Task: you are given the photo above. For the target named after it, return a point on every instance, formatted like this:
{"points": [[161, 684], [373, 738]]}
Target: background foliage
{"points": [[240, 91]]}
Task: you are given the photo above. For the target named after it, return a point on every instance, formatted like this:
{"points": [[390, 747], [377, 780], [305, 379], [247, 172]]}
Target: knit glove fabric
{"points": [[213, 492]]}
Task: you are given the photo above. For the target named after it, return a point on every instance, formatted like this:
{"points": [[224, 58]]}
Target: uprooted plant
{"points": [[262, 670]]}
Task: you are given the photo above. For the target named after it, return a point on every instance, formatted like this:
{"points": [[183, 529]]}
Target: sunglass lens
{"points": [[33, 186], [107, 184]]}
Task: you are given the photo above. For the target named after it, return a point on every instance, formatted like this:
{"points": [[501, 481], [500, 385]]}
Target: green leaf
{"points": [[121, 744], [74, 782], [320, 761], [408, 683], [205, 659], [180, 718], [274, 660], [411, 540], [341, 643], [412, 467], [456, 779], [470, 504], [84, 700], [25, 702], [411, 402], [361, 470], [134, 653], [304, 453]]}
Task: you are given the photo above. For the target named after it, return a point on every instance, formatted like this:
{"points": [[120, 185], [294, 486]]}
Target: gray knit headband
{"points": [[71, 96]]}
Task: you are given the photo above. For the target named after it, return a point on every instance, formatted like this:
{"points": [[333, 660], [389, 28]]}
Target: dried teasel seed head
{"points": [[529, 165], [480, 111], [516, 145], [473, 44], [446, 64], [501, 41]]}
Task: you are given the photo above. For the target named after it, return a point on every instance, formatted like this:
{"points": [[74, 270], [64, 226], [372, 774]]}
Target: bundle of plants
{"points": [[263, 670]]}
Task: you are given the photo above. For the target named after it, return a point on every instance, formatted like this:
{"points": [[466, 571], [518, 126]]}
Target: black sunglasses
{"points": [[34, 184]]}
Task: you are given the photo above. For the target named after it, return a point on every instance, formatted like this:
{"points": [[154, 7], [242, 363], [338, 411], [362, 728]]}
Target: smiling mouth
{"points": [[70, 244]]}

------------------------------

What you should do:
Retype the records above so that nothing differs from the original.

Task output:
Task: you are given the photo above. For the target named after it, return a point on every instance, formatted like this:
{"points": [[161, 684], [373, 738]]}
Target: background foliage
{"points": [[240, 91]]}
Task: you are given the photo above. For the target named after it, return a point on every instance, formatted like this:
{"points": [[390, 747], [377, 780], [305, 379], [247, 172]]}
Target: knit glove fabric
{"points": [[213, 492]]}
Task: you are given the photo above. For the target named after it, return a point on every instance, formatted like this:
{"points": [[224, 58]]}
Target: uprooted plant
{"points": [[262, 670]]}
Task: you are given the photo above. For the target named after it, return a point on every instance, formatted like this:
{"points": [[183, 529]]}
Target: sunglass lens
{"points": [[33, 186], [107, 184]]}
Task: you are given the photo above. For the target named after it, return a point on every instance, formatted like this:
{"points": [[501, 481], [500, 385]]}
Target: green leaf
{"points": [[121, 744], [74, 782], [320, 761], [408, 683], [205, 659], [180, 718], [274, 660], [411, 540], [341, 643], [412, 467], [456, 779], [470, 504], [84, 700], [25, 702], [411, 402], [361, 470], [134, 653], [304, 453]]}
Task: you are given the photo above. For the target named after it, return a point on every instance, formatted like this:
{"points": [[120, 185], [294, 486]]}
Target: gray knit headband
{"points": [[71, 96]]}
Task: you are given the photo above. For the target named after it, return a point on every instance, formatted like this:
{"points": [[333, 660], [389, 28]]}
Target: dried teasel seed head
{"points": [[529, 165], [480, 111], [516, 145], [473, 44], [446, 64], [501, 41]]}
Task: you are given the photo above. For the target named after it, return a point on every instance, formatted like this:
{"points": [[74, 270], [64, 226], [372, 774]]}
Target: bundle of plants
{"points": [[263, 670]]}
Task: you are given the photo above. For the target named after it, return a point on every instance, formatted like this:
{"points": [[466, 571], [518, 126]]}
Target: black sunglasses
{"points": [[34, 184]]}
Task: you are given the photo above. For the target named after it, return a point on every instance, formatted like this:
{"points": [[154, 7], [242, 363], [338, 411], [362, 728]]}
Target: smiling mouth
{"points": [[70, 244]]}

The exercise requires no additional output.